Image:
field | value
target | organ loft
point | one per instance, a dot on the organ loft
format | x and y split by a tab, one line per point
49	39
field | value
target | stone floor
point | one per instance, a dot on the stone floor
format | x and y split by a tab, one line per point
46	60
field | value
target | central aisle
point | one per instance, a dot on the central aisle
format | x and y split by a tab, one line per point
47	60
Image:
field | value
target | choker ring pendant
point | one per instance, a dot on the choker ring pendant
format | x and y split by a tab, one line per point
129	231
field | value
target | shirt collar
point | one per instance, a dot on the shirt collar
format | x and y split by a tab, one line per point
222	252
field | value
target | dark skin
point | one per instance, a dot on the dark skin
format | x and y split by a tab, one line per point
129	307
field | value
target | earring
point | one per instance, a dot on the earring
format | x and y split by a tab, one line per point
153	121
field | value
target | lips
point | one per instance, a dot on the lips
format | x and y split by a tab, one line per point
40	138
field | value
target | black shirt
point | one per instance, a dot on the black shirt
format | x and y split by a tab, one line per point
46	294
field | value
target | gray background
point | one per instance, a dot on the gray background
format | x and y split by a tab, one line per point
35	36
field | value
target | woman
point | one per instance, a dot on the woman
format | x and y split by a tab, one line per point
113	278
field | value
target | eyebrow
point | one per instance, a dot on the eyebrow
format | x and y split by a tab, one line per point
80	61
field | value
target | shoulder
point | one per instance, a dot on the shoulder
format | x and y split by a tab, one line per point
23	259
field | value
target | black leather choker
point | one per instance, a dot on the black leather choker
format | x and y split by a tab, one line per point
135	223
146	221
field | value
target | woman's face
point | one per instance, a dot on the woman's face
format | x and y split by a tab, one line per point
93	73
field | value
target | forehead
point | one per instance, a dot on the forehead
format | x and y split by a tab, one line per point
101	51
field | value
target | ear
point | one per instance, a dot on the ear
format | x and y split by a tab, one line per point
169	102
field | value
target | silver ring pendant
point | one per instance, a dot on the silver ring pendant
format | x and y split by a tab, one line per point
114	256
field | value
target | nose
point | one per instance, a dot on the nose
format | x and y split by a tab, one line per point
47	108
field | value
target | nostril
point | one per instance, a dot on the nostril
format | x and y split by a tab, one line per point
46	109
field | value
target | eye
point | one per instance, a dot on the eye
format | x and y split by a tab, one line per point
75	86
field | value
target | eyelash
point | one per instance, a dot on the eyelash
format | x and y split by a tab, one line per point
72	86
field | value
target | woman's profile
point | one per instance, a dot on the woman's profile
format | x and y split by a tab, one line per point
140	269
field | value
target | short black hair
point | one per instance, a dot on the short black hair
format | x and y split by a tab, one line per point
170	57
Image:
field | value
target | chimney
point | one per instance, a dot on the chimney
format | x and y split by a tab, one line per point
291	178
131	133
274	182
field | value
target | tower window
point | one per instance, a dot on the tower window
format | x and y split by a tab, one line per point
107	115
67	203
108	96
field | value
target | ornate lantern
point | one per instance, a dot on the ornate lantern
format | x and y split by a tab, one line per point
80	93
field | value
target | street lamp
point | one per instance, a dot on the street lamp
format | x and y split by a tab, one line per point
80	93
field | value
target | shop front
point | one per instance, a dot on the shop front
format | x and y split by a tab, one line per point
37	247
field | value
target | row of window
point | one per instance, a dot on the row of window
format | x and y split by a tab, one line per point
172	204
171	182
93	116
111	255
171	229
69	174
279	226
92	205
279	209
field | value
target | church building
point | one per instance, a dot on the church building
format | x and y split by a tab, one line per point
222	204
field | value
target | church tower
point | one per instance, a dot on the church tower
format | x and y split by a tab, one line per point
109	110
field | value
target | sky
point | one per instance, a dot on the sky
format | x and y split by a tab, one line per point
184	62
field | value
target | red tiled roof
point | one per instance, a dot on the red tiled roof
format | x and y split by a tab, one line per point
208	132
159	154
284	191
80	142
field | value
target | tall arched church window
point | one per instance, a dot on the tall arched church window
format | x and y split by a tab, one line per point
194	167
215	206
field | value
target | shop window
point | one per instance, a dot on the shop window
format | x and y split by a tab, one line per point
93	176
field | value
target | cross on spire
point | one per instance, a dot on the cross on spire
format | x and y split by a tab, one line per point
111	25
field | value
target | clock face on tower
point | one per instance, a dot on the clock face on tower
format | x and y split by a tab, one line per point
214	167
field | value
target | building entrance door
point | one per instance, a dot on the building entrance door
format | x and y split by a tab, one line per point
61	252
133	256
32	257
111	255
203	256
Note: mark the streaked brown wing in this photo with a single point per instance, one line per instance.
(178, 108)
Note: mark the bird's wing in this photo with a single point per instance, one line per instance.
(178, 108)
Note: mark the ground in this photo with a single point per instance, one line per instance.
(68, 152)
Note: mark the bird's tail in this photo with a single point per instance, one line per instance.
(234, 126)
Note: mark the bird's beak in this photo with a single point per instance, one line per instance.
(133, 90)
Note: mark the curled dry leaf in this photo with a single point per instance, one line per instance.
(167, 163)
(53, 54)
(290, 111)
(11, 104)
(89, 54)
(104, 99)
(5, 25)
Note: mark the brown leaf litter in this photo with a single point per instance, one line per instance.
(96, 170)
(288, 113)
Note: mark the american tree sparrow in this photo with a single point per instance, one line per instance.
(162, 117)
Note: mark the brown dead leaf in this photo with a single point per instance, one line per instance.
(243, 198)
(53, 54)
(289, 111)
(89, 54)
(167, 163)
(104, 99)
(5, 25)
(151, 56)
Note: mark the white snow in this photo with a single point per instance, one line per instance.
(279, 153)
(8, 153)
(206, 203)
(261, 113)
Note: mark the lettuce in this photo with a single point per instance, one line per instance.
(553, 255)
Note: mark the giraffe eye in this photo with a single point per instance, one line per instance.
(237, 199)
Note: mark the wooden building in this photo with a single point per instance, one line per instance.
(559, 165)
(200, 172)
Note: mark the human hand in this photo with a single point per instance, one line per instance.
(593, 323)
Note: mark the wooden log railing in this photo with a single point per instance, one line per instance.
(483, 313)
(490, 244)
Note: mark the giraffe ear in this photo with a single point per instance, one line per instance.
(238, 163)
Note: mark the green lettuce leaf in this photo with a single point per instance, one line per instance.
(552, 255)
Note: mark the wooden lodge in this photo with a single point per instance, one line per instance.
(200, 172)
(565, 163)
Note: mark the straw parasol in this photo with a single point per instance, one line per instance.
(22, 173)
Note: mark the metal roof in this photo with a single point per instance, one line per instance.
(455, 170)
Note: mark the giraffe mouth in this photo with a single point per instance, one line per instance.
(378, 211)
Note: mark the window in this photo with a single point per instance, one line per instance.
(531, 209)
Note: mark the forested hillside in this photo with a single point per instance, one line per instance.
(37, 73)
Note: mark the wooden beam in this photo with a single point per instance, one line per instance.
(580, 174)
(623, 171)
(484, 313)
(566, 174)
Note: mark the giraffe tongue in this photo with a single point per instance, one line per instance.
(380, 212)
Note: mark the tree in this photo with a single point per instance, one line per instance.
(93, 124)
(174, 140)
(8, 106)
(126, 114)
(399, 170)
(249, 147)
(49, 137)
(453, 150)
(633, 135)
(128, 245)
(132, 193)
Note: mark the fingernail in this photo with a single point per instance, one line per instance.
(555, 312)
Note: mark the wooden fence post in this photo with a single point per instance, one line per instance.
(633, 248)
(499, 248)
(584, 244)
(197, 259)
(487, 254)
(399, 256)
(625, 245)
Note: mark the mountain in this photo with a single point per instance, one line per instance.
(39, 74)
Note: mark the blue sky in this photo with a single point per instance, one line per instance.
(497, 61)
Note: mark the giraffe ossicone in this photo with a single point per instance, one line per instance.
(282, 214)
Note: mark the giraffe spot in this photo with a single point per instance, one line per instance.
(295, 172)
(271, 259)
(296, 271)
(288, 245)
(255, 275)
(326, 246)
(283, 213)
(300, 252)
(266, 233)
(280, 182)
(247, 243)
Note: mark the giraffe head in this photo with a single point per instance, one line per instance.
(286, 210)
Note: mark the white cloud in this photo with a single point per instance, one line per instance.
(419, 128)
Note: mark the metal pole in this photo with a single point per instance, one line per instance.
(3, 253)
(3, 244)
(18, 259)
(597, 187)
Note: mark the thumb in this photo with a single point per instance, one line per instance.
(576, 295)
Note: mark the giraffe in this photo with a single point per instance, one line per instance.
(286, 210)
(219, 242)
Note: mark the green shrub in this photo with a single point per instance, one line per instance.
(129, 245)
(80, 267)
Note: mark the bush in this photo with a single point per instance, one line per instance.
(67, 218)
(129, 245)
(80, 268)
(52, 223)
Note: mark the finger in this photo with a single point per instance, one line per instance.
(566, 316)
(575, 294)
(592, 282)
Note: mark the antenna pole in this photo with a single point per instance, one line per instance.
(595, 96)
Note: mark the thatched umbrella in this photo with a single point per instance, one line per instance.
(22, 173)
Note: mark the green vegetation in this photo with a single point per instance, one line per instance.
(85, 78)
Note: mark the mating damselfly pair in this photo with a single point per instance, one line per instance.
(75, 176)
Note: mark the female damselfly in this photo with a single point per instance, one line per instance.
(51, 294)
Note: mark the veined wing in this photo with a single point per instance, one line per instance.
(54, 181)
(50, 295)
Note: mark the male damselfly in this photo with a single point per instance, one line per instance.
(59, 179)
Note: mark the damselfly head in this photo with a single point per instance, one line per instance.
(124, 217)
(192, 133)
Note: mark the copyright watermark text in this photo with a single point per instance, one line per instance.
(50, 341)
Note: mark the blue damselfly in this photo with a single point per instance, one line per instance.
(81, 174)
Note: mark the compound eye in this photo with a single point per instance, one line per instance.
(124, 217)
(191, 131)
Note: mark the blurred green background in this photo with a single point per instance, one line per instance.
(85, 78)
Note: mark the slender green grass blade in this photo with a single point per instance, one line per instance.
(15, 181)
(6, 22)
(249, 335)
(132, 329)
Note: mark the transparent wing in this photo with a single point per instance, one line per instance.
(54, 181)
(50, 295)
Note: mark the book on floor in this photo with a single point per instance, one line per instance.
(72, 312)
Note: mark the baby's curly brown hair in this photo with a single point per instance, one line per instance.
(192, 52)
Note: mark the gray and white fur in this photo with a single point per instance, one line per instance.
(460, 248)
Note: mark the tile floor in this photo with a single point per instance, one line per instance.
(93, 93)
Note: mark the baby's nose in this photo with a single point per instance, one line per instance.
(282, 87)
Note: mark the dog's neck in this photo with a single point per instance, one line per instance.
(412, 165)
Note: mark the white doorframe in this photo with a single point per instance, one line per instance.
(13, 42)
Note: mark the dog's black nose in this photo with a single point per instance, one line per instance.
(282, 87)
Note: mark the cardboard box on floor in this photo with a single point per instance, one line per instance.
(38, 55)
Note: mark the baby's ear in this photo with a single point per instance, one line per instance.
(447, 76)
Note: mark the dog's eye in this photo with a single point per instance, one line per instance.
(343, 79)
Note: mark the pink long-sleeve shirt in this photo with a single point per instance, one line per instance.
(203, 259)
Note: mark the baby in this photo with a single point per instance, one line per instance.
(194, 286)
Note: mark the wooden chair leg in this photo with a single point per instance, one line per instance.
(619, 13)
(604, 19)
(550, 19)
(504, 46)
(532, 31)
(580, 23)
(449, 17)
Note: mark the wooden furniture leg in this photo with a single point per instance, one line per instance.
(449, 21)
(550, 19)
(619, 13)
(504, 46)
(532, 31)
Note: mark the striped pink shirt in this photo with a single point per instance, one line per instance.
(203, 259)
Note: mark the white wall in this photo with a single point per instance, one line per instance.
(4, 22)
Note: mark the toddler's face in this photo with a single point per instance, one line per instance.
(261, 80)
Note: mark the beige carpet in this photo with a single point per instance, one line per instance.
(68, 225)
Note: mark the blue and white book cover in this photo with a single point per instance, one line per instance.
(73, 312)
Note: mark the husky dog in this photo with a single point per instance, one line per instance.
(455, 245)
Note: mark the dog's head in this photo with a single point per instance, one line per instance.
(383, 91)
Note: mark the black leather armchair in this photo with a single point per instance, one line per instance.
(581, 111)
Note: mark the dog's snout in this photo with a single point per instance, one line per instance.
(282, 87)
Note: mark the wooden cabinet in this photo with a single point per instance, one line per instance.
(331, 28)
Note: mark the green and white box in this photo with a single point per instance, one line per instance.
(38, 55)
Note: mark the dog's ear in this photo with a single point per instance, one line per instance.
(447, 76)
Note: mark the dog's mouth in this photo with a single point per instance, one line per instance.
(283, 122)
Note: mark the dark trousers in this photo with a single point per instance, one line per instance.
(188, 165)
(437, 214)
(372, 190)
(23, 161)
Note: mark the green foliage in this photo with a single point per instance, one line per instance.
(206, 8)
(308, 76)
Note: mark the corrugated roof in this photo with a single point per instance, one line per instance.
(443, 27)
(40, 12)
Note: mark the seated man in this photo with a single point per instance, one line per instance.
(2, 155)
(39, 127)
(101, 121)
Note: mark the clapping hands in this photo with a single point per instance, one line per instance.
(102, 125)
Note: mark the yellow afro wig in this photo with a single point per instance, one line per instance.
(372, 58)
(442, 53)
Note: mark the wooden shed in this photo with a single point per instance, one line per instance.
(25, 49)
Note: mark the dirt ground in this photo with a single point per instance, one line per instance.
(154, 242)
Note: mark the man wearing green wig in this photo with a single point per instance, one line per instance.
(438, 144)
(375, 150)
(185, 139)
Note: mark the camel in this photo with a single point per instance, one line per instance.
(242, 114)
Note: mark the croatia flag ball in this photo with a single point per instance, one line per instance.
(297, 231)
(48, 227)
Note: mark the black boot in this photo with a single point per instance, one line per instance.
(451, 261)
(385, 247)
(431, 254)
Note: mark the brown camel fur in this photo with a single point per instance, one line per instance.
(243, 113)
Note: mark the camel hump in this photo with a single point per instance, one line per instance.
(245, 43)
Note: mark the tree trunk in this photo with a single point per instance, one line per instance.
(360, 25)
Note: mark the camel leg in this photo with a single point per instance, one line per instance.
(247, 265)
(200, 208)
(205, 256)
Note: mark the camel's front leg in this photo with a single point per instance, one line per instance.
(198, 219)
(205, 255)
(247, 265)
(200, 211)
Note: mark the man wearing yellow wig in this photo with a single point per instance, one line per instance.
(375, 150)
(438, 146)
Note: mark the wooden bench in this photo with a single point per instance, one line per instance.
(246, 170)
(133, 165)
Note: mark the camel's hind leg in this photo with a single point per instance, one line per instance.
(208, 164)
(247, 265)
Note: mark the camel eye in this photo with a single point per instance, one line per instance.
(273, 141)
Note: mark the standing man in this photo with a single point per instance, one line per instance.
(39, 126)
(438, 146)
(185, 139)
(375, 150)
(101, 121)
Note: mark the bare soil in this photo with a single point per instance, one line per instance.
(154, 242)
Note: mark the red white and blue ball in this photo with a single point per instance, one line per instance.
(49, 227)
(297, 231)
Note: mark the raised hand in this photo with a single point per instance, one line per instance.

### GIVEN EXERCISE
Please quote nothing but the lines from the line with "Note: mark the camel eye" through the end of the data above, exactly as written, ends included.

### THE RESPONSE
Note: mark the camel eye in this photo with a single point per instance, one line per instance.
(273, 141)
Note: mark the standing man in this photo with a single point per instance, one line per instance.
(39, 126)
(438, 146)
(185, 139)
(375, 150)
(101, 121)
Note: mark the bare soil in this photo with a single point per instance, one line per instance.
(154, 242)
Note: mark the red white and blue ball in this photo with a single point per instance, one line per instance.
(49, 227)
(297, 231)
Note: mark the raised hand in this photo with a single point per instance, one line per instance.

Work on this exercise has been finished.